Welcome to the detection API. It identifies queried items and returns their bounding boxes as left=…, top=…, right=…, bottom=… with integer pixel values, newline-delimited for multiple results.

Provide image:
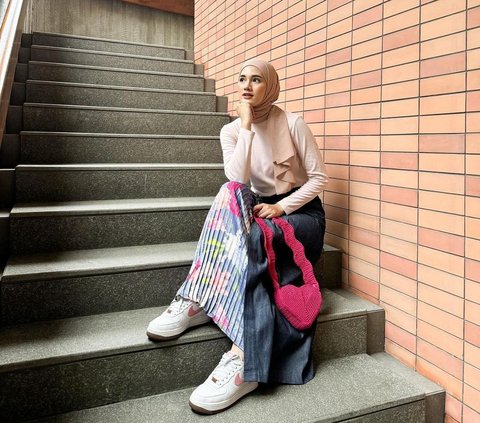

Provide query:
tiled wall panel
left=195, top=0, right=480, bottom=422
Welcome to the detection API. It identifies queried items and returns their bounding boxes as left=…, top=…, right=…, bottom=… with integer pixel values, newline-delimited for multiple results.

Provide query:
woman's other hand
left=253, top=203, right=284, bottom=219
left=237, top=101, right=253, bottom=131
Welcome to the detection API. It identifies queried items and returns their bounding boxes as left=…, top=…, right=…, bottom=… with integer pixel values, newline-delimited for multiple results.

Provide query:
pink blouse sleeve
left=278, top=117, right=328, bottom=214
left=220, top=124, right=255, bottom=184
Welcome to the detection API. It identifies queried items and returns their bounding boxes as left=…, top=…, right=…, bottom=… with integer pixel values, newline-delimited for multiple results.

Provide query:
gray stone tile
left=23, top=103, right=230, bottom=136
left=16, top=164, right=227, bottom=202
left=30, top=45, right=195, bottom=74
left=26, top=81, right=218, bottom=112
left=27, top=61, right=204, bottom=93
left=16, top=132, right=222, bottom=164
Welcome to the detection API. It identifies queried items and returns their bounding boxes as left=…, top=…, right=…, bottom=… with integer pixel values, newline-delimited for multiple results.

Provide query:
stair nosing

===============

Please rewrite all of the data above, replacing "Provide query" with "Enter query" and changing nothing else. Leave the pictures out of your version.

Welcome to the detection API. It identifies queried items and returns their bounding boxes as left=…, top=…, right=…, bottom=… with integer pixel values, newline-delimited for multiple results.

Provide image:

Enter query:
tiled wall panel
left=195, top=0, right=480, bottom=422
Welcome to the detection API. It identifies queried items and returns their bounding boxes as left=…, top=…, right=…, bottom=… with integer pixel values, newline-delimited for multiple results.

Enter query:
woman's other hand
left=253, top=203, right=284, bottom=219
left=237, top=101, right=253, bottom=131
Welcome to the detection API. It identifies queried items and returns their bounding boxes as left=…, top=…, right=…, bottom=… with integer pixel values, newline-delimited for multiple results.

Enter query:
pink blouse sleeve
left=278, top=117, right=328, bottom=214
left=220, top=124, right=255, bottom=184
Welcome to the detection API. It identifies queried items and returns their bounding boxes as left=…, top=…, right=…, bottom=… with integer pixel values, newline-delimited for multiple results.

Enter query:
gray stone tile
left=23, top=103, right=230, bottom=136
left=16, top=164, right=227, bottom=202
left=30, top=45, right=195, bottom=74
left=26, top=81, right=218, bottom=112
left=27, top=61, right=204, bottom=93
left=16, top=132, right=222, bottom=164
Welcome to the detection API. It identifies queried items and returns their bounding boxes as left=…, top=…, right=…, bottom=… with integer pixel values, newline-delimited for multiple results.

Enter query:
stair nosing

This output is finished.